───── GIVEN TEXT

At the STUC public service conference, I opened a debate amongst public sector trade unionists about how we enlist the Scottish Government’s fair work framework to genuinely win for workers.
In the context of ongoing cuts, pay caps, office closures, service decline and failures, some delegates responded robustly that we shouldn’t be apologists for the SNP government or enter into cosy partnerships with public sector management to preside over cuts.
There is an absolute responsibility for public sector trade unionists to reject sweeteners when the poison of austerity is so devastating to workers and their communities. We require to show leadership and inspire confidence amongst organised workers to demand the change. Since the high point of the 2011 co-ordinated public sector pensions disputes, too many of our members have felt defeated by imposed Tory pay caps, and been told by politicians, including SNP MSPs and Labour councillors that they should feel grateful for at least having a job. Unless our movement acts to demonstrate that that there is an alternative, then we will have failed our members and our class.
The five objectives of the Fair Work Framework are: effective voice; opportunity; security; fulfilment and respect. The easy thing for trade unions to do would be ask employers to agree to support these principles. I don’t know a single public sector employer who wouldn’t sign up to three principles on paper. This approach might create a nice list of Fair Work public sector employers in Scotland but in effect would change absolutely nothing for the workforce.
Instead, I propose a more dynamic industrial approach to Fair Work to recapture the Spirit of 2011. Simply by engaging workers at their work about their work we can drive a new challenge to the imposition of austerity on public services and poor workplace management. Stimulating demand for change doesn’t just come from clarion calls by inspirational leaders calling out Tory and SNP austerity budgets, or writing blogs like this, or leaflets, or trades council street stalls, or motions to STUC congress. These all have their undeniable place in mobilising our members. Central to our strategy is the necessity to sustain face to face contact with workers in the workplace, seeking out their concerns and issues, and demands, and empowering them to act to win change.
Wee wins for big gains provides leverage at sectorial collective bargaining level with the support, raised expectations and demands from an engaged and focussed membership.
There is nothing new about this. It has been an active industrial action strategy of many public sector unions recently. Our movement is winning locally, focused disputes with single employers or sections of services, yet we focus our gripes and energies on the lack of co-ordinated industrial action, the defeat of austerity pay cuts and political failure to allow austerity-lite to be palmed off as anti-austerity by the politicians.

──────────
───── EXTRACTED RECORDS

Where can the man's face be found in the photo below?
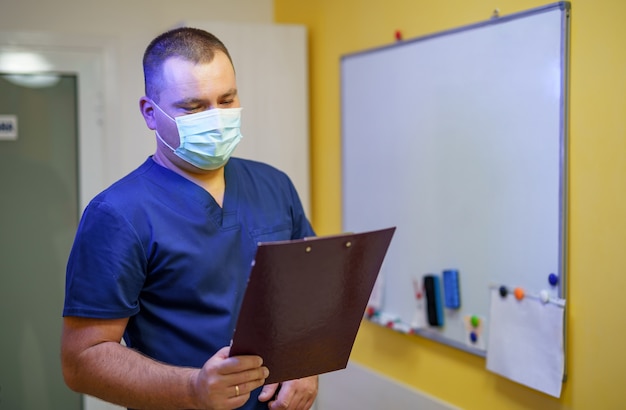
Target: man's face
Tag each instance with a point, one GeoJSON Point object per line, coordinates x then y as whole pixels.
{"type": "Point", "coordinates": [189, 88]}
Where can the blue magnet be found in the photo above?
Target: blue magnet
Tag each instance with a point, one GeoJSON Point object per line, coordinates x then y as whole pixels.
{"type": "Point", "coordinates": [553, 279]}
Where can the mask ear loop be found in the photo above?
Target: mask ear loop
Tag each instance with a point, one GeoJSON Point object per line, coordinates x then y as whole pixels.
{"type": "Point", "coordinates": [157, 132]}
{"type": "Point", "coordinates": [160, 109]}
{"type": "Point", "coordinates": [163, 141]}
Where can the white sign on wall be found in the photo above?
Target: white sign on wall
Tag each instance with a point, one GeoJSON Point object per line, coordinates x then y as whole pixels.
{"type": "Point", "coordinates": [8, 127]}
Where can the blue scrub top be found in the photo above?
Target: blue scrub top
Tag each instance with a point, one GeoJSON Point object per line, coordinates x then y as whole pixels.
{"type": "Point", "coordinates": [157, 248]}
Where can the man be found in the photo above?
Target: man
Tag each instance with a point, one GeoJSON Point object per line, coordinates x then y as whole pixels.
{"type": "Point", "coordinates": [161, 257]}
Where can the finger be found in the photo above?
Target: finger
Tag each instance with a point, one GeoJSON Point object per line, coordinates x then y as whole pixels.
{"type": "Point", "coordinates": [268, 392]}
{"type": "Point", "coordinates": [238, 364]}
{"type": "Point", "coordinates": [244, 384]}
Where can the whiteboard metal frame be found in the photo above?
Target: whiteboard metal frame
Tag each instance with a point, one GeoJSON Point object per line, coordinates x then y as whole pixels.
{"type": "Point", "coordinates": [564, 6]}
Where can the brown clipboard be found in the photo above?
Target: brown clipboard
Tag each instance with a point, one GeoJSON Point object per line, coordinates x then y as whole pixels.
{"type": "Point", "coordinates": [305, 300]}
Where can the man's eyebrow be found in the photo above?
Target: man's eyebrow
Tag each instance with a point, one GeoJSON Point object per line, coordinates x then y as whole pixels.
{"type": "Point", "coordinates": [197, 101]}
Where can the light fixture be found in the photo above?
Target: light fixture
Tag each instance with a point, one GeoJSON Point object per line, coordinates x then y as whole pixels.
{"type": "Point", "coordinates": [28, 69]}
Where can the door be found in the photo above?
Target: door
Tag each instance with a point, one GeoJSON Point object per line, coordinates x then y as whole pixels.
{"type": "Point", "coordinates": [39, 207]}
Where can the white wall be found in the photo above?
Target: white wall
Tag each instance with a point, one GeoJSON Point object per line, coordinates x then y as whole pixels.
{"type": "Point", "coordinates": [123, 29]}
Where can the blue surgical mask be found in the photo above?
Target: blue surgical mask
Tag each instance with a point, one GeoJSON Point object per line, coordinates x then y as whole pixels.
{"type": "Point", "coordinates": [207, 138]}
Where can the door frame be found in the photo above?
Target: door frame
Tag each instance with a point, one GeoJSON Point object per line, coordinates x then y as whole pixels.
{"type": "Point", "coordinates": [90, 59]}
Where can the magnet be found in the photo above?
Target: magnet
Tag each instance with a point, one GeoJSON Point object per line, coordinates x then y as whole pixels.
{"type": "Point", "coordinates": [434, 309]}
{"type": "Point", "coordinates": [553, 279]}
{"type": "Point", "coordinates": [451, 292]}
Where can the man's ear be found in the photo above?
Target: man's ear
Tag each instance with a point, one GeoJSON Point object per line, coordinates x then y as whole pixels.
{"type": "Point", "coordinates": [146, 106]}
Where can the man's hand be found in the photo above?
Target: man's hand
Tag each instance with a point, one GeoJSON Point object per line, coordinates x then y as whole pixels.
{"type": "Point", "coordinates": [226, 382]}
{"type": "Point", "coordinates": [296, 394]}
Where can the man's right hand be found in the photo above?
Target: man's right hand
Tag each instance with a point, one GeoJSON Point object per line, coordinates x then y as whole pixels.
{"type": "Point", "coordinates": [226, 382]}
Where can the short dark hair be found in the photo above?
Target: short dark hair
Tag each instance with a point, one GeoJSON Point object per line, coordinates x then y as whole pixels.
{"type": "Point", "coordinates": [192, 44]}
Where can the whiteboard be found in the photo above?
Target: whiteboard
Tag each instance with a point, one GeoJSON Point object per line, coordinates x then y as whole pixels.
{"type": "Point", "coordinates": [459, 139]}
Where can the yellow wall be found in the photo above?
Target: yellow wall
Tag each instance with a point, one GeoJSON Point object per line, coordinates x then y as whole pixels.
{"type": "Point", "coordinates": [596, 335]}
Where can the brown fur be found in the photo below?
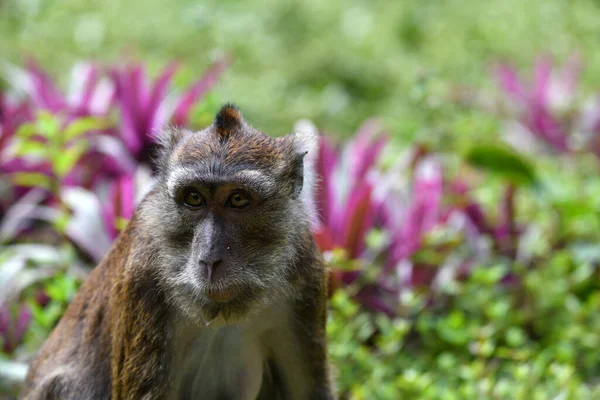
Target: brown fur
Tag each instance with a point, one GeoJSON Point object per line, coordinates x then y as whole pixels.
{"type": "Point", "coordinates": [118, 338]}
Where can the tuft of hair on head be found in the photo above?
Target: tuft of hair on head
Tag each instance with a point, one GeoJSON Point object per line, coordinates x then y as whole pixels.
{"type": "Point", "coordinates": [228, 120]}
{"type": "Point", "coordinates": [167, 140]}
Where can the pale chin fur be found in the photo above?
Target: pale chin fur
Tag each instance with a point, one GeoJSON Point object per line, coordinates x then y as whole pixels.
{"type": "Point", "coordinates": [189, 296]}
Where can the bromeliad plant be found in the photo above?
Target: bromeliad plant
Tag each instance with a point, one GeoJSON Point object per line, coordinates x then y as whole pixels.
{"type": "Point", "coordinates": [71, 165]}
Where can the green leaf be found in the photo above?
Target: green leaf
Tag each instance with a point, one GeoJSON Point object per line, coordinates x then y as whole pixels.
{"type": "Point", "coordinates": [32, 179]}
{"type": "Point", "coordinates": [47, 125]}
{"type": "Point", "coordinates": [65, 162]}
{"type": "Point", "coordinates": [81, 126]}
{"type": "Point", "coordinates": [503, 161]}
{"type": "Point", "coordinates": [25, 131]}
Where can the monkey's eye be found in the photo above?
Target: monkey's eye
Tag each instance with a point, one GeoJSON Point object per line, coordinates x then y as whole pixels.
{"type": "Point", "coordinates": [193, 199]}
{"type": "Point", "coordinates": [238, 200]}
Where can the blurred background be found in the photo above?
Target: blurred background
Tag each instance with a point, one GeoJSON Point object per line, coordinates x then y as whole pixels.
{"type": "Point", "coordinates": [459, 201]}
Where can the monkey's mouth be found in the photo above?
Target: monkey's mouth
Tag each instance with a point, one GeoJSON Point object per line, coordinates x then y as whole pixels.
{"type": "Point", "coordinates": [221, 295]}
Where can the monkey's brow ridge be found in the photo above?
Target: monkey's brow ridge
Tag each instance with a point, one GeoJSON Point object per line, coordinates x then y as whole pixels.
{"type": "Point", "coordinates": [255, 180]}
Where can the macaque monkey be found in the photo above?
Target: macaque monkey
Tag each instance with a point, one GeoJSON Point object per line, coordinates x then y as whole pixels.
{"type": "Point", "coordinates": [215, 290]}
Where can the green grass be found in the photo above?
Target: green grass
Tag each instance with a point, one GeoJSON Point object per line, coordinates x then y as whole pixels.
{"type": "Point", "coordinates": [337, 62]}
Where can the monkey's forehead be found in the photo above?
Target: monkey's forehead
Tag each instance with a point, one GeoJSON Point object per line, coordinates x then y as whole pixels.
{"type": "Point", "coordinates": [250, 149]}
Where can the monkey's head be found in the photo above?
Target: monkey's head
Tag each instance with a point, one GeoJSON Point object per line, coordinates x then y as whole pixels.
{"type": "Point", "coordinates": [230, 213]}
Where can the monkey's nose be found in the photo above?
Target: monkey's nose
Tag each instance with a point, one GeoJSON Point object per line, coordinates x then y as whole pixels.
{"type": "Point", "coordinates": [208, 268]}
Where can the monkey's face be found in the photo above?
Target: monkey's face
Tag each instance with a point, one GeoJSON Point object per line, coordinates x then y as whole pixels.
{"type": "Point", "coordinates": [232, 219]}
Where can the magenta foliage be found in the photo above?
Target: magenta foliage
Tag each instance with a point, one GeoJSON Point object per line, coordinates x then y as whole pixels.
{"type": "Point", "coordinates": [13, 328]}
{"type": "Point", "coordinates": [146, 107]}
{"type": "Point", "coordinates": [120, 204]}
{"type": "Point", "coordinates": [541, 99]}
{"type": "Point", "coordinates": [504, 230]}
{"type": "Point", "coordinates": [345, 200]}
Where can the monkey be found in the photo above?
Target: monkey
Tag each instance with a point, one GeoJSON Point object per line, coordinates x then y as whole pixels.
{"type": "Point", "coordinates": [214, 290]}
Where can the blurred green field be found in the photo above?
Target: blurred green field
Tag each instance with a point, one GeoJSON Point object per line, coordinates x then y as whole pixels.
{"type": "Point", "coordinates": [336, 62]}
{"type": "Point", "coordinates": [520, 321]}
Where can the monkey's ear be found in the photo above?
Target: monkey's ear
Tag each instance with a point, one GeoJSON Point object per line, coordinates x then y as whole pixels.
{"type": "Point", "coordinates": [167, 140]}
{"type": "Point", "coordinates": [305, 145]}
{"type": "Point", "coordinates": [228, 120]}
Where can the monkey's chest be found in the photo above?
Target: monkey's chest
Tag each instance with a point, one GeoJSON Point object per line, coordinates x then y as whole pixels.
{"type": "Point", "coordinates": [221, 364]}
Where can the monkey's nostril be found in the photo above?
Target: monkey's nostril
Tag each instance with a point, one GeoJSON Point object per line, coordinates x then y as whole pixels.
{"type": "Point", "coordinates": [208, 268]}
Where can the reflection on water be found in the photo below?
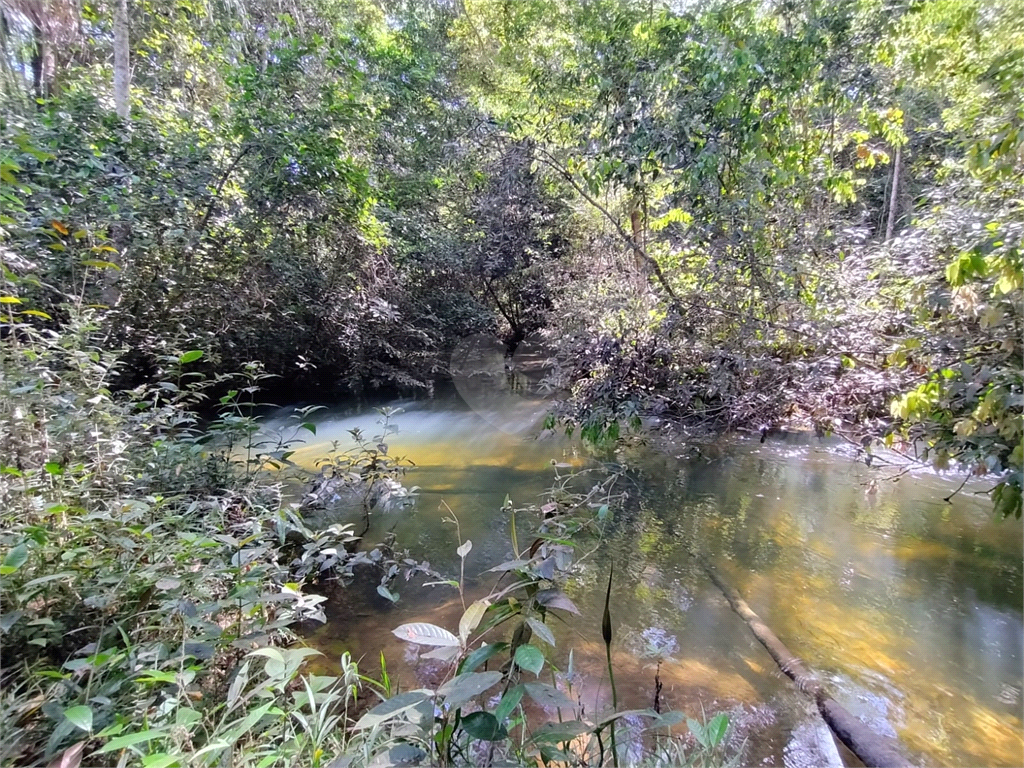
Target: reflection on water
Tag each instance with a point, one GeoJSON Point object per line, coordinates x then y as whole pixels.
{"type": "Point", "coordinates": [910, 608]}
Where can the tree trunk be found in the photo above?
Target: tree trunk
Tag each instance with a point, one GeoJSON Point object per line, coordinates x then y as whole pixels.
{"type": "Point", "coordinates": [636, 223]}
{"type": "Point", "coordinates": [122, 71]}
{"type": "Point", "coordinates": [893, 196]}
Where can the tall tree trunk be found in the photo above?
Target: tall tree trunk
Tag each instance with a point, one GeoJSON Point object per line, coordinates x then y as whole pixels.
{"type": "Point", "coordinates": [637, 224]}
{"type": "Point", "coordinates": [122, 71]}
{"type": "Point", "coordinates": [38, 81]}
{"type": "Point", "coordinates": [893, 196]}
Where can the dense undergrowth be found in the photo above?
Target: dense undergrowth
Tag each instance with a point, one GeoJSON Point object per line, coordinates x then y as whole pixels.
{"type": "Point", "coordinates": [153, 576]}
{"type": "Point", "coordinates": [729, 215]}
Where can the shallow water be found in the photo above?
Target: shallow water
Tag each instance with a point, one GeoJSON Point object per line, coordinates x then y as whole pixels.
{"type": "Point", "coordinates": [910, 608]}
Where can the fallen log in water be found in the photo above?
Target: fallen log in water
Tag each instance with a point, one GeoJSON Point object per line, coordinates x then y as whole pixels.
{"type": "Point", "coordinates": [873, 750]}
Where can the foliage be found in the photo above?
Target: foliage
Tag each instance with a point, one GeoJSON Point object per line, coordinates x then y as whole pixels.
{"type": "Point", "coordinates": [150, 572]}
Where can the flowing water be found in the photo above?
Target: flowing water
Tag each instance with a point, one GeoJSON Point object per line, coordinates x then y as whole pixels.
{"type": "Point", "coordinates": [909, 607]}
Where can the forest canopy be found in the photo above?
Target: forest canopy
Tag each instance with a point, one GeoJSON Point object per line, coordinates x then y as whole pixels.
{"type": "Point", "coordinates": [713, 215]}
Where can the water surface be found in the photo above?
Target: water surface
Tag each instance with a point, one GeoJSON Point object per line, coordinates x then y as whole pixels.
{"type": "Point", "coordinates": [909, 607]}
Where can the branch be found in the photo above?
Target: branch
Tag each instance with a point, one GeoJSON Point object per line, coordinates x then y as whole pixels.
{"type": "Point", "coordinates": [216, 194]}
{"type": "Point", "coordinates": [677, 302]}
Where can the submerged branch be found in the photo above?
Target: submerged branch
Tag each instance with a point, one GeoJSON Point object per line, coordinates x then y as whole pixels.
{"type": "Point", "coordinates": [872, 749]}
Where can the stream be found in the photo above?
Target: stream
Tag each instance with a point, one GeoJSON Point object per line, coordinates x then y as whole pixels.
{"type": "Point", "coordinates": [907, 606]}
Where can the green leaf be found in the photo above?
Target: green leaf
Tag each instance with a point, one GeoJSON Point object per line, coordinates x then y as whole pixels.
{"type": "Point", "coordinates": [391, 709]}
{"type": "Point", "coordinates": [460, 689]}
{"type": "Point", "coordinates": [558, 732]}
{"type": "Point", "coordinates": [130, 739]}
{"type": "Point", "coordinates": [80, 716]}
{"type": "Point", "coordinates": [509, 701]}
{"type": "Point", "coordinates": [717, 728]}
{"type": "Point", "coordinates": [549, 696]}
{"type": "Point", "coordinates": [542, 630]}
{"type": "Point", "coordinates": [484, 726]}
{"type": "Point", "coordinates": [481, 654]}
{"type": "Point", "coordinates": [529, 657]}
{"type": "Point", "coordinates": [14, 559]}
{"type": "Point", "coordinates": [471, 619]}
{"type": "Point", "coordinates": [160, 760]}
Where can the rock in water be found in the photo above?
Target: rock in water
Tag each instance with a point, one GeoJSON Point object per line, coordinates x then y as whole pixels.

──────────

> [REQUIREMENTS]
A. Write out the part of the Fair Work piece from "There is nothing" to "by the politicians.".
B. Answer these questions from the Fair Work piece:
(i) At which conference was the debate opened?
(ii) In what year were the co-ordinated public sector pensions disputes that the piece calls a high point?
(iii) What are the five objectives of the Fair Work Framework?

> [TASK ANSWERS]
A.
There is nothing new about this. It has been an active industrial action strategy of many public sector unions recently. Our movement is winning locally, focused disputes with single employers or sections of services, yet we focus our gripes and energies on the lack of co-ordinated industrial action, the defeat of austerity pay cuts and political failure to allow austerity-lite to be palmed off as anti-austerity by the politicians.

B.
(i) The STUC public service conference
(ii) 2011
(iii) Effective voice, opportunity, security, fulfilment and respect